[Assignment] Reproduce every record exactly.

[Data for this task]
====
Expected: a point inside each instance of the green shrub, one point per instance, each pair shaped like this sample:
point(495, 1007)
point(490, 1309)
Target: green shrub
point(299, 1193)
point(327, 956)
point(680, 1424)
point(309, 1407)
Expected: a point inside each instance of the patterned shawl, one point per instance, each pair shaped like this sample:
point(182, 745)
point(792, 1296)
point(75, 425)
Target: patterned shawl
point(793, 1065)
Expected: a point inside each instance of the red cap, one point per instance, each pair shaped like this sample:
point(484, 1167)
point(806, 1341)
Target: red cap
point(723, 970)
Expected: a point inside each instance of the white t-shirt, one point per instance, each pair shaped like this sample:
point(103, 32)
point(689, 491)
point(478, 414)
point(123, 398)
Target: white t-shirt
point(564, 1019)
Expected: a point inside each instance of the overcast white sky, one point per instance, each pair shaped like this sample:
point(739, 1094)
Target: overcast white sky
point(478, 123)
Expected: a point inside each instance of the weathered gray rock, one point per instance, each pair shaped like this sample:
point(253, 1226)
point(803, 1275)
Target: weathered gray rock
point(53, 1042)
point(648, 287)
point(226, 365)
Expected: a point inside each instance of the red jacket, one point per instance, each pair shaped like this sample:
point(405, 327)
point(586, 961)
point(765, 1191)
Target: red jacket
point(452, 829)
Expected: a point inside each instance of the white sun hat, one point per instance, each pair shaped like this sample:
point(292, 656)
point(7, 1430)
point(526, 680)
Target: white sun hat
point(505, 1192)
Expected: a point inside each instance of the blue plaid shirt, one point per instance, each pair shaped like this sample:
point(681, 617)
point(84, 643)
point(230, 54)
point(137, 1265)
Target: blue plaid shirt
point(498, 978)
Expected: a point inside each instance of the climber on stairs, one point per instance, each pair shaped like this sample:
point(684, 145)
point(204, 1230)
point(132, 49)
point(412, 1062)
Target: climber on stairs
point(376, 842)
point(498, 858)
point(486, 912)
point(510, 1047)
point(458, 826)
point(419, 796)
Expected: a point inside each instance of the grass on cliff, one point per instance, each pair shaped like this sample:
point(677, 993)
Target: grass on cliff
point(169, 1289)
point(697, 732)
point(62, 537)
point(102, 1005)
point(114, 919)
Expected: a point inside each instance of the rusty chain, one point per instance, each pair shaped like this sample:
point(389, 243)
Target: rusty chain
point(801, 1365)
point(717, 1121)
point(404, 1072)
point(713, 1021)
====
[Exercise result]
Expected: a point inside each instance of the green shrub, one point per instance, each pair shaped like this sample:
point(495, 1007)
point(490, 1309)
Target: green shrub
point(299, 1193)
point(327, 956)
point(680, 1424)
point(309, 1407)
Expected: a point inside each instance of the patterned shawl, one point per instance, each pair shaped like this sample:
point(182, 745)
point(792, 1296)
point(75, 425)
Target: patterned shawl
point(793, 1065)
Expected: a point inside each instance of the red cap, one point per instance, each pair shaped like this sample:
point(484, 1167)
point(806, 1341)
Target: red cap
point(723, 970)
Expected: a point inside each instance of the white t-shirt, one point per instance, each pair shaped like this sample:
point(103, 32)
point(689, 491)
point(478, 414)
point(123, 398)
Target: white t-shirt
point(564, 1019)
Expected: a point inside each instance of the overcast white sky, one point per instance, each pair shaped like this sample:
point(739, 1094)
Target: overcast white sky
point(478, 123)
Expected: a point inside each instance of the weathered gray rock, one point per instance, each pair shaped like this sample:
point(253, 1226)
point(803, 1275)
Target: weathered gray rock
point(53, 1042)
point(648, 287)
point(226, 365)
Expected: a point inside each instance of the red jacket, one point per instance, each pair shaped like this sample:
point(405, 327)
point(586, 961)
point(765, 1191)
Target: red jacket
point(452, 829)
Expected: a point inside each instance of the white sun hat, one point per instance, each pair shaped like this sample:
point(292, 656)
point(7, 1430)
point(526, 680)
Target: white sun hat
point(505, 1192)
Expected: a point inside each instance of the blue plaid shirt, one point per instance, each pair shaped like this sample:
point(681, 617)
point(84, 643)
point(230, 54)
point(137, 1265)
Target: blue plaid shirt
point(498, 978)
Expected: a point inside each instance of the climber on stairs, one point per instance, each pair shaped like this sample:
point(684, 145)
point(204, 1230)
point(132, 49)
point(412, 1062)
Target: climber on stairs
point(376, 842)
point(498, 858)
point(486, 912)
point(510, 1047)
point(458, 826)
point(419, 796)
Expected: a point inside each instance of the grass on cliff, one point per instance, each pair shaped like this sample:
point(677, 993)
Target: grass on cliff
point(169, 1289)
point(697, 732)
point(62, 537)
point(102, 1005)
point(114, 919)
Expected: a point inside each instance of the rusty chain, one point per instance, each pair shaped like this sample:
point(389, 243)
Target: rusty chain
point(801, 1365)
point(717, 1121)
point(404, 1072)
point(713, 1021)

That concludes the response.